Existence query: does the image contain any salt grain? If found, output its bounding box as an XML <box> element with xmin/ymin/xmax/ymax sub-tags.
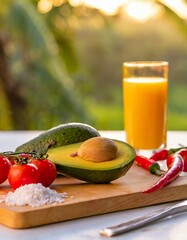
<box><xmin>0</xmin><ymin>183</ymin><xmax>67</xmax><ymax>207</ymax></box>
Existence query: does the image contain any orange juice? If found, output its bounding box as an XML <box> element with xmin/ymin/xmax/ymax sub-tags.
<box><xmin>123</xmin><ymin>77</ymin><xmax>168</xmax><ymax>149</ymax></box>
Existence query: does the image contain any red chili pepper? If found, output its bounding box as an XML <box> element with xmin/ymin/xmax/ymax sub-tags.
<box><xmin>135</xmin><ymin>155</ymin><xmax>161</xmax><ymax>176</ymax></box>
<box><xmin>144</xmin><ymin>153</ymin><xmax>184</xmax><ymax>193</ymax></box>
<box><xmin>150</xmin><ymin>147</ymin><xmax>187</xmax><ymax>161</ymax></box>
<box><xmin>150</xmin><ymin>149</ymin><xmax>169</xmax><ymax>161</ymax></box>
<box><xmin>177</xmin><ymin>149</ymin><xmax>187</xmax><ymax>172</ymax></box>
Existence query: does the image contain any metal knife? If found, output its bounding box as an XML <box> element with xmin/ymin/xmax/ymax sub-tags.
<box><xmin>99</xmin><ymin>200</ymin><xmax>187</xmax><ymax>237</ymax></box>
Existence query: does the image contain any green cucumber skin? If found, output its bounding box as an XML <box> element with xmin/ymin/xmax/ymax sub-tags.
<box><xmin>15</xmin><ymin>123</ymin><xmax>100</xmax><ymax>155</ymax></box>
<box><xmin>55</xmin><ymin>159</ymin><xmax>134</xmax><ymax>184</ymax></box>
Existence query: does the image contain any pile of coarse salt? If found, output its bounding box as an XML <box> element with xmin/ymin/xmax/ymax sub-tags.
<box><xmin>0</xmin><ymin>183</ymin><xmax>67</xmax><ymax>207</ymax></box>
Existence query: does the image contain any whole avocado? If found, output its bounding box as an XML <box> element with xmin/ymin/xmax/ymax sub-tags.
<box><xmin>15</xmin><ymin>122</ymin><xmax>100</xmax><ymax>155</ymax></box>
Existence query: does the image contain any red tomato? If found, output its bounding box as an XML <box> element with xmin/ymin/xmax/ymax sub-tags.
<box><xmin>8</xmin><ymin>163</ymin><xmax>39</xmax><ymax>189</ymax></box>
<box><xmin>177</xmin><ymin>149</ymin><xmax>187</xmax><ymax>172</ymax></box>
<box><xmin>31</xmin><ymin>159</ymin><xmax>57</xmax><ymax>187</ymax></box>
<box><xmin>0</xmin><ymin>156</ymin><xmax>12</xmax><ymax>183</ymax></box>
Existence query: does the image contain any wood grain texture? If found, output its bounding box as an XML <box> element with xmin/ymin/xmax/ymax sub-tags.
<box><xmin>0</xmin><ymin>165</ymin><xmax>187</xmax><ymax>228</ymax></box>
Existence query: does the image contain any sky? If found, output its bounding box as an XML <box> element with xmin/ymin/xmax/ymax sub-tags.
<box><xmin>38</xmin><ymin>0</ymin><xmax>187</xmax><ymax>22</ymax></box>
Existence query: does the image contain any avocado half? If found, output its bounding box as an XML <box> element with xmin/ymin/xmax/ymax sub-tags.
<box><xmin>47</xmin><ymin>140</ymin><xmax>136</xmax><ymax>183</ymax></box>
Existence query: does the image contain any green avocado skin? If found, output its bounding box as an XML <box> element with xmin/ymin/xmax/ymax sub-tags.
<box><xmin>15</xmin><ymin>123</ymin><xmax>100</xmax><ymax>155</ymax></box>
<box><xmin>56</xmin><ymin>159</ymin><xmax>134</xmax><ymax>183</ymax></box>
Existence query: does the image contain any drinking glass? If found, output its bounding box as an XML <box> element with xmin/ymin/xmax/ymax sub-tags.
<box><xmin>123</xmin><ymin>61</ymin><xmax>168</xmax><ymax>154</ymax></box>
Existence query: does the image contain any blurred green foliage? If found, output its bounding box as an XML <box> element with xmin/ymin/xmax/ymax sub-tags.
<box><xmin>0</xmin><ymin>0</ymin><xmax>187</xmax><ymax>130</ymax></box>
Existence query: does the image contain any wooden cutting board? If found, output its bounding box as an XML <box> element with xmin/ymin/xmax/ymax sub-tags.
<box><xmin>0</xmin><ymin>165</ymin><xmax>187</xmax><ymax>228</ymax></box>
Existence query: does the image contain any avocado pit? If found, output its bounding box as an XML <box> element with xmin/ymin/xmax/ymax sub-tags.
<box><xmin>77</xmin><ymin>137</ymin><xmax>118</xmax><ymax>162</ymax></box>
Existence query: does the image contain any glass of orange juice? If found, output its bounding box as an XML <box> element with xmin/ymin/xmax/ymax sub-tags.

---+---

Copy all of the entries above word for word, leaving the pictures out.

Exercise output>
Existence query: does the image contain any salt grain? If found, output its bounding box as an XML <box> element with xmin/ymin/xmax/ymax sub-tags.
<box><xmin>0</xmin><ymin>183</ymin><xmax>67</xmax><ymax>207</ymax></box>
Existence query: does the image contain any orange juice? If found, output its bounding box as an XML <box> element with xmin/ymin/xmax/ymax sub-tags.
<box><xmin>123</xmin><ymin>77</ymin><xmax>168</xmax><ymax>149</ymax></box>
Existence query: does the image contain any red chili pepper? If found, output its bounding box as an XML <box> element with xmin/ymin/xmax/ymax sub-tags.
<box><xmin>135</xmin><ymin>155</ymin><xmax>161</xmax><ymax>176</ymax></box>
<box><xmin>144</xmin><ymin>153</ymin><xmax>184</xmax><ymax>193</ymax></box>
<box><xmin>150</xmin><ymin>147</ymin><xmax>187</xmax><ymax>161</ymax></box>
<box><xmin>150</xmin><ymin>149</ymin><xmax>169</xmax><ymax>161</ymax></box>
<box><xmin>177</xmin><ymin>149</ymin><xmax>187</xmax><ymax>172</ymax></box>
Existence query: does the image contain any metal knife? If found, output its bounding box as an XML <box> element with xmin/ymin/xmax/ymax sub-tags.
<box><xmin>99</xmin><ymin>200</ymin><xmax>187</xmax><ymax>237</ymax></box>
Existence query: does the image contain any green cucumber skin? If found, output its bounding box as an XML <box> element with xmin/ymin/xmax/ymax sub-tags.
<box><xmin>15</xmin><ymin>123</ymin><xmax>100</xmax><ymax>155</ymax></box>
<box><xmin>55</xmin><ymin>159</ymin><xmax>134</xmax><ymax>184</ymax></box>
Existence query: does the image contain any pile of coarse salt? If found, output its bounding box as an XML <box> element with xmin/ymin/xmax/ymax sub-tags.
<box><xmin>0</xmin><ymin>183</ymin><xmax>67</xmax><ymax>207</ymax></box>
Existence query: does the image contain any whole avocado? If found, output its bounding box as an XML <box> element with xmin/ymin/xmax/ymax sub-tags.
<box><xmin>15</xmin><ymin>122</ymin><xmax>100</xmax><ymax>155</ymax></box>
Existence query: does the image contain any red tomato? If found, output its bounding box as an XML <box> element with xmin/ymin/xmax/ymax sub-tags.
<box><xmin>8</xmin><ymin>163</ymin><xmax>39</xmax><ymax>189</ymax></box>
<box><xmin>177</xmin><ymin>149</ymin><xmax>187</xmax><ymax>172</ymax></box>
<box><xmin>31</xmin><ymin>159</ymin><xmax>57</xmax><ymax>187</ymax></box>
<box><xmin>0</xmin><ymin>156</ymin><xmax>12</xmax><ymax>183</ymax></box>
Existence query: does the image contain any wood grain texture? If found, output its bounding box as an XML <box> element with xmin/ymin/xmax/ymax sub-tags.
<box><xmin>0</xmin><ymin>165</ymin><xmax>187</xmax><ymax>228</ymax></box>
Existence query: does the image contain any sky? If found, output its bounding box as an XML <box> element with xmin/ymin/xmax/ymax sub-tags.
<box><xmin>38</xmin><ymin>0</ymin><xmax>187</xmax><ymax>22</ymax></box>
Existence query: does the image contain any avocado half? If found, output its bounding box as an XML <box> element with xmin/ymin/xmax/ymax sub-tags.
<box><xmin>47</xmin><ymin>140</ymin><xmax>136</xmax><ymax>183</ymax></box>
Existence query: does the image contain any green avocado skin? If found, output its bounding box as an XML <box> element with xmin/ymin/xmax/ymax sub-tags.
<box><xmin>15</xmin><ymin>123</ymin><xmax>100</xmax><ymax>155</ymax></box>
<box><xmin>56</xmin><ymin>159</ymin><xmax>134</xmax><ymax>183</ymax></box>
Existence query: does the image contain any drinking glass? If found, output its bounding box as an XML <box> element with xmin/ymin/xmax/ymax sub-tags.
<box><xmin>123</xmin><ymin>61</ymin><xmax>168</xmax><ymax>154</ymax></box>
Existence query: does the image contain any blurred green foliage? If found, output its bounding box as an XML <box> element with xmin/ymin/xmax/ymax sub-tags.
<box><xmin>0</xmin><ymin>0</ymin><xmax>187</xmax><ymax>130</ymax></box>
Existence query: does the image contain any wooden cutting board? If found, output its bounding box as an XML <box> element with xmin/ymin/xmax/ymax sub-tags.
<box><xmin>0</xmin><ymin>165</ymin><xmax>187</xmax><ymax>228</ymax></box>
Existence query: does the image contain any avocado pit? If found, output its bounding box as an XML <box> element with xmin/ymin/xmax/ymax sub-tags.
<box><xmin>77</xmin><ymin>137</ymin><xmax>118</xmax><ymax>162</ymax></box>
Existence query: does the image contain any glass of orange juice? If found, output its bounding box as an XML <box> element with xmin/ymin/xmax/ymax sub-tags.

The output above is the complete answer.